→ **Instructions for the task**
Whenever a line in the listing below holds the string "person", include it in the count. Say how many such lines there are and nothing more.

→ **Given information**
○ ○ ○ ○

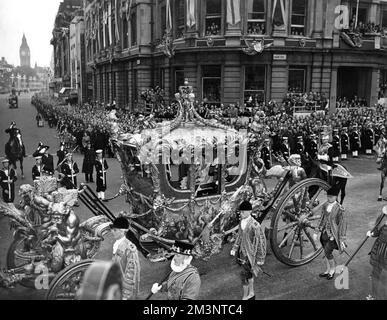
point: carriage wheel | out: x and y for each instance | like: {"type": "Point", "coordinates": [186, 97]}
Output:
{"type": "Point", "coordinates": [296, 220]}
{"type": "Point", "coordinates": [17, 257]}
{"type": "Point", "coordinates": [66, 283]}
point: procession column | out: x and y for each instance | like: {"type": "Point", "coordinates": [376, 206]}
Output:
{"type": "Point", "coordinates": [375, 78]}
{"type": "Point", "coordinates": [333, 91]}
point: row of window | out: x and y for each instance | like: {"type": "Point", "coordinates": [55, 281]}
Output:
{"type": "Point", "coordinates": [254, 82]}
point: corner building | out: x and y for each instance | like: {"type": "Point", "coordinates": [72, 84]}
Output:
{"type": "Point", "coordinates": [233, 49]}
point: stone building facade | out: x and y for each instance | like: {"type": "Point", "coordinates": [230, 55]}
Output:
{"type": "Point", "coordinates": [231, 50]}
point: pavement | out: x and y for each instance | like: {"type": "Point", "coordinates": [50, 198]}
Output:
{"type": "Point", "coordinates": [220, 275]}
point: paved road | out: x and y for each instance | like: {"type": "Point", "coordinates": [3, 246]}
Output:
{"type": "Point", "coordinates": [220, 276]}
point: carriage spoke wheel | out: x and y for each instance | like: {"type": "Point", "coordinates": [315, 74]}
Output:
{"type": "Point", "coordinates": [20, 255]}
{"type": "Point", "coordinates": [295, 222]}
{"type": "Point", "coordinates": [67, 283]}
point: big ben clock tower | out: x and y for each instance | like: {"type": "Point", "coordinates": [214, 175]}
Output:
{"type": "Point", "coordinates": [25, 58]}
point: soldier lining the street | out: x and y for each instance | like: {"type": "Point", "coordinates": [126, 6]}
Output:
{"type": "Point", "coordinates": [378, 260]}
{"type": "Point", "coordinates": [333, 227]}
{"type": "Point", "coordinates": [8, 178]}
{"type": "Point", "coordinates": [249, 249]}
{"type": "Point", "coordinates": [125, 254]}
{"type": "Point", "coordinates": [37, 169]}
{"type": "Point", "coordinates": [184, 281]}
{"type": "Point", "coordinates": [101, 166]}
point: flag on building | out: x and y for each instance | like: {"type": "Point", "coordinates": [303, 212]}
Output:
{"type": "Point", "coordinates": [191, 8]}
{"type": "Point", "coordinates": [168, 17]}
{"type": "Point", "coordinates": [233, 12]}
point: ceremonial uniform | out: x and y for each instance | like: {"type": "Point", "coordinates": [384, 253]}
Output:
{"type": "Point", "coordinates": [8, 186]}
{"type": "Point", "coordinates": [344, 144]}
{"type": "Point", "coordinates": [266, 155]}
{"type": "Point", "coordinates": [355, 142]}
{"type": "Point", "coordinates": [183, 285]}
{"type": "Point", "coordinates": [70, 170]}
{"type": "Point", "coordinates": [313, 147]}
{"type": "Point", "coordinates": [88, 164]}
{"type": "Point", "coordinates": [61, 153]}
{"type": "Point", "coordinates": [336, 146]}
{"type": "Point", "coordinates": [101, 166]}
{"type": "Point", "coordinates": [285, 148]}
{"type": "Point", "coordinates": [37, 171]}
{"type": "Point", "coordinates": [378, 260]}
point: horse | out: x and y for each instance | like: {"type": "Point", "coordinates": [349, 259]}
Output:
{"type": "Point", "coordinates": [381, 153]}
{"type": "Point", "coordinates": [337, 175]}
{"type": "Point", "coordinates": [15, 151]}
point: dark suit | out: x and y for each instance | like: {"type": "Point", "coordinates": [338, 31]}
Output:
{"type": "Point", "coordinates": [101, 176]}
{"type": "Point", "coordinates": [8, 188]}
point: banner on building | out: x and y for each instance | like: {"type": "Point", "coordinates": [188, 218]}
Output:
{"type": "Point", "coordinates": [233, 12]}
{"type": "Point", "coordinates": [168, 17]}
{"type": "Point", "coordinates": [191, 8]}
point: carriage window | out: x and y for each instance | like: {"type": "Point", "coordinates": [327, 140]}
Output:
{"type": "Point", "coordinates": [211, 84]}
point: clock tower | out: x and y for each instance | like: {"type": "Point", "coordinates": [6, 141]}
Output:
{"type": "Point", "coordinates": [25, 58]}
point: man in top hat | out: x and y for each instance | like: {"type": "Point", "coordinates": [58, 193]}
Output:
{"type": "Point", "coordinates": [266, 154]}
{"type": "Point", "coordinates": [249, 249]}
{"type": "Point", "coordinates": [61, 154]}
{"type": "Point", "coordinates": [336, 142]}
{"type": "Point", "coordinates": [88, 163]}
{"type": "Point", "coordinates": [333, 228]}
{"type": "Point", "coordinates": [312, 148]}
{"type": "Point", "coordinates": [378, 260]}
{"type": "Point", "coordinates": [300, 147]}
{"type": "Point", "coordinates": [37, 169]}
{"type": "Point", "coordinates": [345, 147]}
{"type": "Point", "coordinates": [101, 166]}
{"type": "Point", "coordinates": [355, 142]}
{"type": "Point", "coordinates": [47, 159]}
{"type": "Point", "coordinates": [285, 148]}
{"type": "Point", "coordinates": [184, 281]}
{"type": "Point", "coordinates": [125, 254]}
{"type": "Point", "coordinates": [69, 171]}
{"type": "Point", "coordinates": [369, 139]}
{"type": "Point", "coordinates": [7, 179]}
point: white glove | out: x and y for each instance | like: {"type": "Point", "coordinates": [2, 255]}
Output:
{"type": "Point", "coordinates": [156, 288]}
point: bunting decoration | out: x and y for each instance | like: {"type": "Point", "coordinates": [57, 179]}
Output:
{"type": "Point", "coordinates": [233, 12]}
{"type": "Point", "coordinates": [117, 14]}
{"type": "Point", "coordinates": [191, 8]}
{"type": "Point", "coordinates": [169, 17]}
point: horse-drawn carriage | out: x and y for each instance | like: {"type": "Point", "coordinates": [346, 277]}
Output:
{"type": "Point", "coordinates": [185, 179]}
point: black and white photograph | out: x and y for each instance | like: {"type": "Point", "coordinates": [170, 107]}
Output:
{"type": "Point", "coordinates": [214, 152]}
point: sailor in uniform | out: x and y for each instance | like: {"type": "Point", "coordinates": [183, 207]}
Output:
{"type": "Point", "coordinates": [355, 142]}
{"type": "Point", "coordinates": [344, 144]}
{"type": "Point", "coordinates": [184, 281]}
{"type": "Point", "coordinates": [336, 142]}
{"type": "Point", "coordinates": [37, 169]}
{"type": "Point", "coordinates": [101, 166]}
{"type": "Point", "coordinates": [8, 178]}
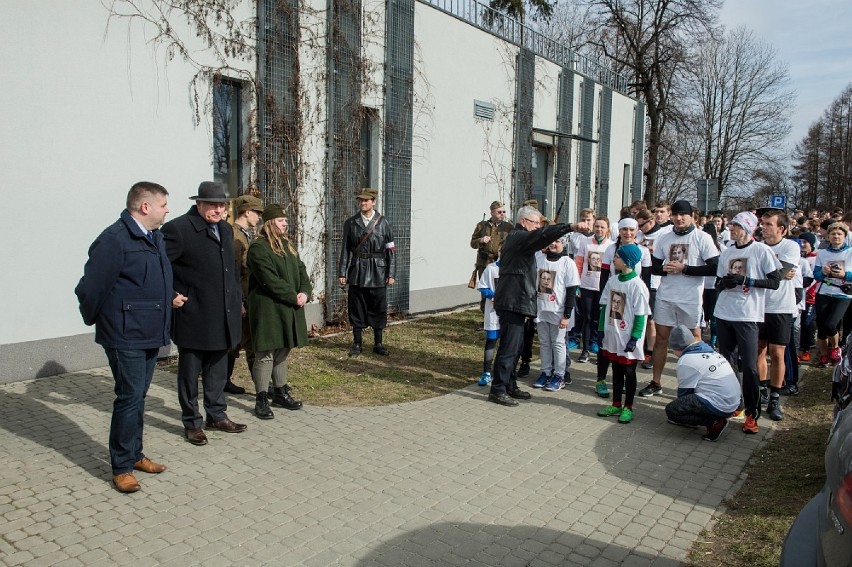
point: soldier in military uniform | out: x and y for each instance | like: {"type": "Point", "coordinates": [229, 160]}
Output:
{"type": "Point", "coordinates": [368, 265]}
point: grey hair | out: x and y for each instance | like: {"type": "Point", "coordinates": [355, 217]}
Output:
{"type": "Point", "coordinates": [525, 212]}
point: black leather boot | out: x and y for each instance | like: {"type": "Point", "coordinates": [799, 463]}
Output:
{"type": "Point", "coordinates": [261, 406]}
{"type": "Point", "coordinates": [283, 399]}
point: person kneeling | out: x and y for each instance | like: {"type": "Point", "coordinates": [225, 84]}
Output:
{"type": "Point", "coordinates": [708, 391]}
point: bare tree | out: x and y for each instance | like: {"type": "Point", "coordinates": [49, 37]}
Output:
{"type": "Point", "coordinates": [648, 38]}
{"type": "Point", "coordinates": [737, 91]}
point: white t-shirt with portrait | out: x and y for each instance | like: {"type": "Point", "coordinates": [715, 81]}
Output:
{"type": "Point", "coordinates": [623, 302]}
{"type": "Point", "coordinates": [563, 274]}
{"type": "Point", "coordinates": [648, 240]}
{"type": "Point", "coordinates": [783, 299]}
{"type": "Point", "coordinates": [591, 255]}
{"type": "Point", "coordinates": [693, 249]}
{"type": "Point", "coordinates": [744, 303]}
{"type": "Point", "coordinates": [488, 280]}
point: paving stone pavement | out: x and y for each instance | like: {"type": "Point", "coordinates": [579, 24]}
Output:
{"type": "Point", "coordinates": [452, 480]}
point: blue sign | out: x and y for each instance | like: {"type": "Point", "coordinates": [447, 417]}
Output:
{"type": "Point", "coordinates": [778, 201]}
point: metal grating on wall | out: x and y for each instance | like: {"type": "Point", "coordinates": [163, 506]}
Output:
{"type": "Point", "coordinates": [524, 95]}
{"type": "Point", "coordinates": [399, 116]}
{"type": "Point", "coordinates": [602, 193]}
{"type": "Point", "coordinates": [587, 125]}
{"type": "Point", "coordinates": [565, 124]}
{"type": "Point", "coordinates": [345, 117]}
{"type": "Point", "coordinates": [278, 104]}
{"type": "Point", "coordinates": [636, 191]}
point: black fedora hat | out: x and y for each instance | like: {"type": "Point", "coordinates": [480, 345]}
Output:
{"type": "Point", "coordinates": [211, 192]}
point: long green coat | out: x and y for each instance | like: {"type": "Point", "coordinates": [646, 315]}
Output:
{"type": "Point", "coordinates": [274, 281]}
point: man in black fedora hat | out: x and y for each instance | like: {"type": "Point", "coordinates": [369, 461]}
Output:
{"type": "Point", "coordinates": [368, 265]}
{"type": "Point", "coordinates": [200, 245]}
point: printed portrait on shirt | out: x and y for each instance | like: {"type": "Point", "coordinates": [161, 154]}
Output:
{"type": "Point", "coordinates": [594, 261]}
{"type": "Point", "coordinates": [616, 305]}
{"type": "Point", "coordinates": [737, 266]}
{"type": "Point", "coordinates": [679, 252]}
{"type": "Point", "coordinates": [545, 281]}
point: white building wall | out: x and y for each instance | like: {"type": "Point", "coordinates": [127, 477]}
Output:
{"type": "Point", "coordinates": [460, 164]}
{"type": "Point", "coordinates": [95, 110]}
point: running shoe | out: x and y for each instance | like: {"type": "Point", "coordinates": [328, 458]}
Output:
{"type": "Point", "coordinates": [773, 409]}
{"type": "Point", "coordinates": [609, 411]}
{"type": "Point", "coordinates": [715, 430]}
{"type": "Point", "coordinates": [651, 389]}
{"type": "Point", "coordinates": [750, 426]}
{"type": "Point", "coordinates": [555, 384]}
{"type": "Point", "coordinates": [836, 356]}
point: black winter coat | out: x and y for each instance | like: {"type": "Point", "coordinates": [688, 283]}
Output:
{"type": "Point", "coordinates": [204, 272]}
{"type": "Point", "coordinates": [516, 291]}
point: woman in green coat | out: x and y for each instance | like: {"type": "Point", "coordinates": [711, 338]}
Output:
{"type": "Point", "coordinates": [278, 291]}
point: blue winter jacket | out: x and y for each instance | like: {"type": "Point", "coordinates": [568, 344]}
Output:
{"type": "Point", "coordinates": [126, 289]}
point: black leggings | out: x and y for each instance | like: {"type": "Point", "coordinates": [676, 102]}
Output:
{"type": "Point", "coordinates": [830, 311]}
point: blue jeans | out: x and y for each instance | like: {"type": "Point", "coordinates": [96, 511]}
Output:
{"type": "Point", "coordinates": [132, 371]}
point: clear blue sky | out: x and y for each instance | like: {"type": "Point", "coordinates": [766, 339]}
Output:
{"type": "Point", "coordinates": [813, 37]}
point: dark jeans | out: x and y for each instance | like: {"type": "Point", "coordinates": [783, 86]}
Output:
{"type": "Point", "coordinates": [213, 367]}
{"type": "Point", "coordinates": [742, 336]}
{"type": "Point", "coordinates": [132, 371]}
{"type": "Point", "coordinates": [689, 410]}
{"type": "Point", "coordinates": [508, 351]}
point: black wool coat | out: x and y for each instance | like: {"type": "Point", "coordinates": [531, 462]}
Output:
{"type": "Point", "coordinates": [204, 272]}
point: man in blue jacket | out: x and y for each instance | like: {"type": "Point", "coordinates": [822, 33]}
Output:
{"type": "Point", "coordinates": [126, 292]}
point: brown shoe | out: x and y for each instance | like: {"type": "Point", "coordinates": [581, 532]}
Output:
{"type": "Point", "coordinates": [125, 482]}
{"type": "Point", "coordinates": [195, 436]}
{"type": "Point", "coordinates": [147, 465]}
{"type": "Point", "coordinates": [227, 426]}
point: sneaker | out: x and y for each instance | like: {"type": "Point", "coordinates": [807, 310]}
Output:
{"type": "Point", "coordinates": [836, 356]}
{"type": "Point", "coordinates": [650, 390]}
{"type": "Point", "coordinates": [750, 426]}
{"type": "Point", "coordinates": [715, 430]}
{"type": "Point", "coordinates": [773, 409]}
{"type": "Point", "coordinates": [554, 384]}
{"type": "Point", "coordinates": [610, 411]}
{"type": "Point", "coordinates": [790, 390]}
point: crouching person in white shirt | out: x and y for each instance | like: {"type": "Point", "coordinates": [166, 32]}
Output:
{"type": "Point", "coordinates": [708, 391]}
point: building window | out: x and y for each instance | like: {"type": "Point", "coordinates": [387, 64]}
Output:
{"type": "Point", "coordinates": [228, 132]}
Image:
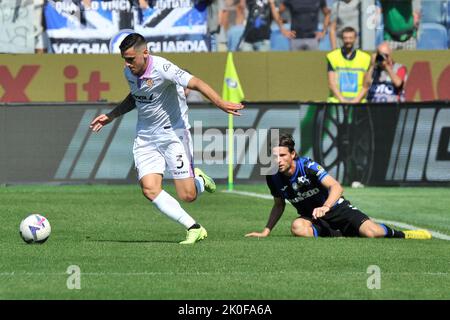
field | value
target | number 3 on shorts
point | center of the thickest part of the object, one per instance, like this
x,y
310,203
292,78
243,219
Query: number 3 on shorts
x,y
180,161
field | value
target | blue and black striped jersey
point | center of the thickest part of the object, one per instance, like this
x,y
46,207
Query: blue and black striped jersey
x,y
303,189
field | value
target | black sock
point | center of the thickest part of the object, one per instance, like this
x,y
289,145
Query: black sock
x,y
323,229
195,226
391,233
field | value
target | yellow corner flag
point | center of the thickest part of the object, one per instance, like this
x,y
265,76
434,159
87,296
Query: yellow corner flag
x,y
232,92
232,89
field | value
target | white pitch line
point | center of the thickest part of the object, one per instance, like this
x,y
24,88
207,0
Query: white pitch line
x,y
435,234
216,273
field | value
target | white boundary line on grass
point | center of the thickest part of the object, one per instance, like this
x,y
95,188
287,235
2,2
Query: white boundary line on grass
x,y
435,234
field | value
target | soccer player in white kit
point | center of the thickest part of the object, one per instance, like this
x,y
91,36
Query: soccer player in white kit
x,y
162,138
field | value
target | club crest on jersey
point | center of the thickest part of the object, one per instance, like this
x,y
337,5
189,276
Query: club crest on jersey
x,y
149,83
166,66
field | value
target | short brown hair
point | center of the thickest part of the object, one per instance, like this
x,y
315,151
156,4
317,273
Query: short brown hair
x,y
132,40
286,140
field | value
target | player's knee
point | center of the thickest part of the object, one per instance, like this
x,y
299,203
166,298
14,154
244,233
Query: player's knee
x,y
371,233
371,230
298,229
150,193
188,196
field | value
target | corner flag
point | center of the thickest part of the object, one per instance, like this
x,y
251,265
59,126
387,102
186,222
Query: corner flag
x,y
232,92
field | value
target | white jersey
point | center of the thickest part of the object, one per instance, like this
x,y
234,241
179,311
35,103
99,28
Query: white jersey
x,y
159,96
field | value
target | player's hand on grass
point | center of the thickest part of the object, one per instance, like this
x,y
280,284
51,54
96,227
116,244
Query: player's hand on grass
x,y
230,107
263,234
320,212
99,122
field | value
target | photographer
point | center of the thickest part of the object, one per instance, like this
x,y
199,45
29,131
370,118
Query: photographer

○ ○ ○ ○

→ **Finished exercise**
2